Provided passage –
+---+
Ironman Malaysia – the event

The feeling when we stepped off the plane in Langkawi and saw the sign welcoming the athletes is indescribable, somehow it hadn’t really seemed real up until this point, but it was pretty real now…

Ironman – anything is possible… Is it? I was going to find out in a few days!

We dropped our luggage and bike boxes at the hotel and headed straight to athlete registration. Wednesday was the first day of registration so it made sense to register early and get it out of the way.

Registration was a quick and easy process, lined up, got given a bag that contained all my transition bags, an athlete wristband was fastened around my wrist and then I was weighed – this is the first time I have had to do a weigh in at a triathlon… not sure if it is usually standard practise?

I found my name on the athlete wall and took a quick selfie with it – as you do?!

I also bought a vest top with the names of all the participants on it, I wasn’t sure if this was a bad omen but it was a lovely vest and I didn’t want to wait until after the race to buy it as Ironman Merchandise tends to sell out quickly…

Quick wander around the Expo and it was back to the hotel to relax for the evening.

Thursday morning we headed to the start area to take part in a test swim. It’s always a good idea to do this if you can, it gave me a chance to familiarise myself with the beach, the layout of the buoys etc as well as to swim in the exact water I would be in on race day.

The swim course was so clearly marked, big yellow Ironman buoys at the entrance and exit points and big white buoys at the turn points. The course was a big triangle, a 2 lap swim with an Aussie exit (30mtrs run) between laps. There were red flags marking the way on the right hand side spaces approximately 20mtrs apart… It was a very well laid out course, seeing this and doing the test swim put my mind at rest… The swim would be lovely!

We then spent a bit of time on the beach but I was really nervous about overheating or getting sunburnt so we didn’t stay outside for long.

We went out for a little practise ride to test our bikes that afternoon and managed to choose the worst moment of the day as we got caught in torrential rain!! The rain was so heavy it managed to wash one of my contact lenses out of my eye from behind my cycling glasses! Oh dear! I was a bit worried, the rain made the roads like a river, if that happened on the event day the bike would be tougher than I had anticipated!!! Bike ride done, time to prep the transition bags and get everything ready as on Friday we would need to rack our bikes and drop off our transition stuff.

Friday morning we headed to rack our bikes and drop off the transition bags. Again, a quick easy process, super well organised with lots of volunteers on hand to assist!

Then the rest of Friday was spent mostly eating, drinking lots of water and trying to stay rested and hydrated. Easier said than done in quite extreme humidity.

I got a really lovely email from Tailwind who are the company I was using for my nutrition. It’s a dissolvable nutrition that provides all the carbohydrates and electrolytes you need for endurance without the need for additional food. I had started to struggle to eat enough on my long Brick sessions so I swapped to Tailwind as I was pretty sure I wouldn’t manage to eat enough in the heat!

It’s the little touches that make such a difference. I emailed back with a picture of the swim start. Almost time to find out if I could be an Ironman!

Saturday morning was event day. We were up at around 4am, the hotel did a buffet breakfast for the athletes from 5am. I’m not good at eating in the mornings, but I did my best, some cereal and toast, then we headed down to the start!
+---+
Stored rows –
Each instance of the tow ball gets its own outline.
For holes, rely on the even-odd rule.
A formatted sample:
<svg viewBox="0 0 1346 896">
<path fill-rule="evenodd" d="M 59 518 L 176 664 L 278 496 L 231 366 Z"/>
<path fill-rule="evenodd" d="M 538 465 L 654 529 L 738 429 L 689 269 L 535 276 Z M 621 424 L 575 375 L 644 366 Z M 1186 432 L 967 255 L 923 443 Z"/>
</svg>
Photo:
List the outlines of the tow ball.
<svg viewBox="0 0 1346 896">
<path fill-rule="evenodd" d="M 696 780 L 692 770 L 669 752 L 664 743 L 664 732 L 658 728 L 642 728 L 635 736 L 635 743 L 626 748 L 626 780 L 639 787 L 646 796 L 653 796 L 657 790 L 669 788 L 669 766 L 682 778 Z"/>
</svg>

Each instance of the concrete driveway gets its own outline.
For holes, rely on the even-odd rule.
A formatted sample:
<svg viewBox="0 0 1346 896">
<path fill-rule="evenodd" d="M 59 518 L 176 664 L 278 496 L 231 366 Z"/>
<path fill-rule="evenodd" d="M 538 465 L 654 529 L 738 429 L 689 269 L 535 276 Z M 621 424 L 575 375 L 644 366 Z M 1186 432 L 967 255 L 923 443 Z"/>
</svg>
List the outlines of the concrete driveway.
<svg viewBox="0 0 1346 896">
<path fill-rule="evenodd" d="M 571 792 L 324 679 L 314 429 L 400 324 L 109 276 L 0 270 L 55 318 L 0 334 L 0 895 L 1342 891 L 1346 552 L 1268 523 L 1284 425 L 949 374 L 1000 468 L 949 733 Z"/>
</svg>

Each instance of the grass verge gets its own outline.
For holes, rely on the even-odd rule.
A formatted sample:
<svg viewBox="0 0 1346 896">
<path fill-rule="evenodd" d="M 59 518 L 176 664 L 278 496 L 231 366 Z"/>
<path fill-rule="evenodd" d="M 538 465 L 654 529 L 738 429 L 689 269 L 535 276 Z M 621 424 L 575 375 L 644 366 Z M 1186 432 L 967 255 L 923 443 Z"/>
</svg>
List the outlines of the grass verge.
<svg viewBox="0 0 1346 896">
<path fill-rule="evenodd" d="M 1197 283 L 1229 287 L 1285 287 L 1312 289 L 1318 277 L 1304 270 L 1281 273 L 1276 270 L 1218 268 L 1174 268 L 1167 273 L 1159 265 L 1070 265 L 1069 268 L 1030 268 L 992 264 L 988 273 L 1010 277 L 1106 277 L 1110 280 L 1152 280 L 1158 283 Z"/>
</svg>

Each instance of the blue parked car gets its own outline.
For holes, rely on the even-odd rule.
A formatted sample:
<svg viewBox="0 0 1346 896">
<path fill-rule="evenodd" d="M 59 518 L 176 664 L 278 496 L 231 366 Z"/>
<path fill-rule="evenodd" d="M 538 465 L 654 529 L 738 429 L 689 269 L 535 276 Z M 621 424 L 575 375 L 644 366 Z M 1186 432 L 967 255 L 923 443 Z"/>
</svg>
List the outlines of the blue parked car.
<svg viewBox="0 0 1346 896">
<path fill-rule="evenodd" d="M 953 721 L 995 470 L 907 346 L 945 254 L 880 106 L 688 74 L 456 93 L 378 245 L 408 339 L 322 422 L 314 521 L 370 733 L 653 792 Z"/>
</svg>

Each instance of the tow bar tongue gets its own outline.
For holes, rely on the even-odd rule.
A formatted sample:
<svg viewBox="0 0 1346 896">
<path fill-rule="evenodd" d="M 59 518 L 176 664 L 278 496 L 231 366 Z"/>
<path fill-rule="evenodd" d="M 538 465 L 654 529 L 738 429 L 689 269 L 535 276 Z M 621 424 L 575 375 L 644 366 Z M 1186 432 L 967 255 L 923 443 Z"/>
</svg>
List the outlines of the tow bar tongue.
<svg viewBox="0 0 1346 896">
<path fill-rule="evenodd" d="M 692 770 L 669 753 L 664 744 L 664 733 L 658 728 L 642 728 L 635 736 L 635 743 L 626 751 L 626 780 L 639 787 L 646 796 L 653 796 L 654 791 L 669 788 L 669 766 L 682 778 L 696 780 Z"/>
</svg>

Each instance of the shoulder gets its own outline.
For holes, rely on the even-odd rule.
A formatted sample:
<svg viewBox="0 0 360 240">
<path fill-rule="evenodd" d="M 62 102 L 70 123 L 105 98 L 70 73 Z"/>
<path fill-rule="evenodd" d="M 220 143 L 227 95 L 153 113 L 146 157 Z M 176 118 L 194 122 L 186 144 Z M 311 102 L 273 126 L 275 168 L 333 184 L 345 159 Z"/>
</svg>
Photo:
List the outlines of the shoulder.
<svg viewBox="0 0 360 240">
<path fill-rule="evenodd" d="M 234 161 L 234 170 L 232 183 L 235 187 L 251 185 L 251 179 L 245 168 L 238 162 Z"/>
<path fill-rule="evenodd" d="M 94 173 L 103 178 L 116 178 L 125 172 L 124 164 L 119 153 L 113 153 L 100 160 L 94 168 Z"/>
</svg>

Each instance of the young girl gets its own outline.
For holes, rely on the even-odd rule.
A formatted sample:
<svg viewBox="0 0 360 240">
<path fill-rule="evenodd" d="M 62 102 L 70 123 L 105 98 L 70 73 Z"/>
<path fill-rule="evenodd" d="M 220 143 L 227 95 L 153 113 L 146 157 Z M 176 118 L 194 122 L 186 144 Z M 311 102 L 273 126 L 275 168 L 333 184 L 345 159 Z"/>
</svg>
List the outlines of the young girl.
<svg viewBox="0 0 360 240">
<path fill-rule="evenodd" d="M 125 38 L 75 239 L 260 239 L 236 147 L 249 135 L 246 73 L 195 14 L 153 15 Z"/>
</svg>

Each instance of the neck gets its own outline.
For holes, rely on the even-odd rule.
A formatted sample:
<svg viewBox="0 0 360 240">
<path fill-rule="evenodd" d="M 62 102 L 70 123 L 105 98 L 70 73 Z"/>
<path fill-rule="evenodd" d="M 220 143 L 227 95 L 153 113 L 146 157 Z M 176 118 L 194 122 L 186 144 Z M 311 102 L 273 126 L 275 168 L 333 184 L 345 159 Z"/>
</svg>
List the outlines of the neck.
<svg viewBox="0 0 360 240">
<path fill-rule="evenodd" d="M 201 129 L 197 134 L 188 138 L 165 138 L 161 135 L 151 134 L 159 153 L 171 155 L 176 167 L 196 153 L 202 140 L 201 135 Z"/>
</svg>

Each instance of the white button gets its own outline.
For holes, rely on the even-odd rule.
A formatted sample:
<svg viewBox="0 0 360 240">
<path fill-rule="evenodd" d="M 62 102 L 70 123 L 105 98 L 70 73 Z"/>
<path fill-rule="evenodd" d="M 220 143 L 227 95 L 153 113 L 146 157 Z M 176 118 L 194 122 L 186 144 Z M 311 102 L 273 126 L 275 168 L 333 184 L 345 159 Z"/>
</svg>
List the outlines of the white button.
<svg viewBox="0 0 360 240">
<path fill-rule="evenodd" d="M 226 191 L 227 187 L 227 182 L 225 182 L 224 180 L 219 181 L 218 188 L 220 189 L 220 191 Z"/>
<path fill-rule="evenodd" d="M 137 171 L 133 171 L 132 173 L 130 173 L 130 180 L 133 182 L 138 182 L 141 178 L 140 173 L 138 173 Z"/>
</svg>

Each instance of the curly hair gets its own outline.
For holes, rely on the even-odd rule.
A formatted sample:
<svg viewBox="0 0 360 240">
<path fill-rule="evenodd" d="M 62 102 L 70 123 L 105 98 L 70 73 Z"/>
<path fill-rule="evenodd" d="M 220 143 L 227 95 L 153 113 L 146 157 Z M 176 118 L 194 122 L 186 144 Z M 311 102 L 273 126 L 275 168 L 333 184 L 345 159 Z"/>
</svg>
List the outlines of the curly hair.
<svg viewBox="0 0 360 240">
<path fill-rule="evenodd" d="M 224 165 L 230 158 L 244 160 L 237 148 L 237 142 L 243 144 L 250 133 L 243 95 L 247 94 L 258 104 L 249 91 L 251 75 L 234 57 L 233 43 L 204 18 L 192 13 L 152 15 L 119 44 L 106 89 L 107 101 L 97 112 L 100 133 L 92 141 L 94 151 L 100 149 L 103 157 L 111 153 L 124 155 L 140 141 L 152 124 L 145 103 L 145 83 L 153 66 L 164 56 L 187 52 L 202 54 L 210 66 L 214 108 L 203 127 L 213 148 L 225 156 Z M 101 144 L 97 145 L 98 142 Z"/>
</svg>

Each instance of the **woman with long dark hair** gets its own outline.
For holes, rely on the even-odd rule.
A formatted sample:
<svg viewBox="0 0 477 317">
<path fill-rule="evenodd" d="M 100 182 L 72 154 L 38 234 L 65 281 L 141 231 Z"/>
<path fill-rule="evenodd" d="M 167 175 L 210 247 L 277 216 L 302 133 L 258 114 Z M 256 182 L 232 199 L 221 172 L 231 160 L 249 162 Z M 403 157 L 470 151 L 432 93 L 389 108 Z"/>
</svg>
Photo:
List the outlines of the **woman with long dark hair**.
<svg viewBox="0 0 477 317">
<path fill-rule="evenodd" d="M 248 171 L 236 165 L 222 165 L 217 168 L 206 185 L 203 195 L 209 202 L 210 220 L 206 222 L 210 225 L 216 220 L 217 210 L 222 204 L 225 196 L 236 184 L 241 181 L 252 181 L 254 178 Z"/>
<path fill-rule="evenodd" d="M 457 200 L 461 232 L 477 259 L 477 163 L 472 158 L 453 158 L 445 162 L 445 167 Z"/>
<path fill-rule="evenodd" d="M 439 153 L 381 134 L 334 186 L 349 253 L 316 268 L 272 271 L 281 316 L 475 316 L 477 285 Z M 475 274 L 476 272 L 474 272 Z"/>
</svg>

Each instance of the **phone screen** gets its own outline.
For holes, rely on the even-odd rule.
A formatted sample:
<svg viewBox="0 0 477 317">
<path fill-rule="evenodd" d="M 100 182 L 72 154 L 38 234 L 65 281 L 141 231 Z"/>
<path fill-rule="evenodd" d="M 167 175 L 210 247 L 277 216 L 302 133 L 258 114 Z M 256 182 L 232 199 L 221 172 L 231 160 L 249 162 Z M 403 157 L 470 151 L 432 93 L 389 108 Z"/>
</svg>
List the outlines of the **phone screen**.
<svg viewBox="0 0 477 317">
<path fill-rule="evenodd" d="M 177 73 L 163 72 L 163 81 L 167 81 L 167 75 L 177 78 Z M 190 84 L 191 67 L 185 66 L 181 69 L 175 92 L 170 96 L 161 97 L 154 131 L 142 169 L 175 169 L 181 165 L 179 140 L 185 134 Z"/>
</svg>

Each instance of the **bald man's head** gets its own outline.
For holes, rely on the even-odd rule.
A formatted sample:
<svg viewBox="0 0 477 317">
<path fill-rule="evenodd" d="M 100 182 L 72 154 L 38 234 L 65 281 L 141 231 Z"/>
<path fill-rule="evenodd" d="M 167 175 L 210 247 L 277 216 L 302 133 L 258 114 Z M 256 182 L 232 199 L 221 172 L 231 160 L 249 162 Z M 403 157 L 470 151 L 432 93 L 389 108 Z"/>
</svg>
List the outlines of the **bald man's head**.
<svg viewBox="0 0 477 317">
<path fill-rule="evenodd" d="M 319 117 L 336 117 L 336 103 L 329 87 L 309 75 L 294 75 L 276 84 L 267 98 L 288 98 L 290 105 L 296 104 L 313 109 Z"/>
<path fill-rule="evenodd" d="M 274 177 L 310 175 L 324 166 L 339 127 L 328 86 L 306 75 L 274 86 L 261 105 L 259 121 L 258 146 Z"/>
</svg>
+---+
Written task –
Sum up the Ironman Malaysia account in two sentences. The records aren't needed for this.

The answer –
After arriving in Langkawi and registering on Wednesday, the writer did a test swim on Thursday that eased their mind about the clearly marked course, then got caught in torrential rain on a practice ride that afternoon. On Friday they racked their bike, dropped off the transition bags, and focused on eating, drinking water, and resting before getting up around 4am on Saturday for event day.